◆ Short task 1: Using the article below about Senator Warren's letter to Tesla, explain why some Tesla investors want Musk to step down as CEO.
◆ Short task 2: According to the article below about Senator Warren's letter to Tesla, to whom did Warren address the letter?

◆ Given text:
Sen. Elizabeth Warren, D-Mass., isn’t drinking Elon Musk’s Kool-Aid like some of her Republican colleagues in Congress.
And on Sunday, Warren sent a letter to the chair of Tesla’s board of directors sounding the alarm about a widely held belief that Musk is misusing Tesla by leveraging it to build up Twitter.
To investors’ dismay, Tesla’s stock price has plummeted at various times throughout Musk’s acquisition of the social media platform — a deal he has said he sold Tesla shares to make.
Musk’s obsession with Twitter and the precipitous stock downfall at Tesla are part of the reason some Tesla investors want him to step down as CEO. Warren’s letter to Tesla’s Robyn Denholm voiced some of those concerns.
“[E]very Board of Directors of a company with multiple shareholders — especially publicly traded companies — is responsible for ensuring that a controlling shareholder (especially one who is also a Chief Executive Officer, or CEO) does not treat the company as a private plaything,” she wrote.
Warren’s letter cites this New York Times article claiming Musk saddled Twitter with $13 billion in debt in order to acquire the platform — including $1 billion in interest, which is more than the company’s cash flow for all of 2021. She also raised concerns about allegations that Tesla employees felt pressured to do work for Twitter in the early days of the acquisition, despite Musk’s claiming the employees had volunteered.

◆ Material provided:

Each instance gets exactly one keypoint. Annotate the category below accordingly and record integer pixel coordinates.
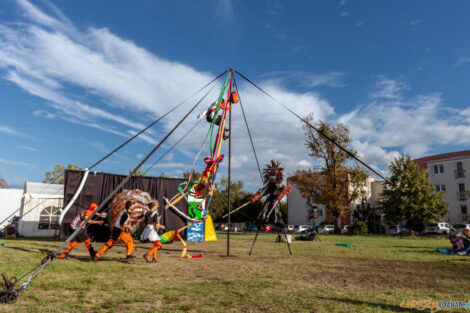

◆ Complete answer 1: Some Tesla investors want Musk to step down partly because of his obsession with Twitter and partly because of the steep fall in Tesla's stock price.

◆ Complete answer 2: She addressed it to Robyn Denholm, the chair of Tesla's board of directors.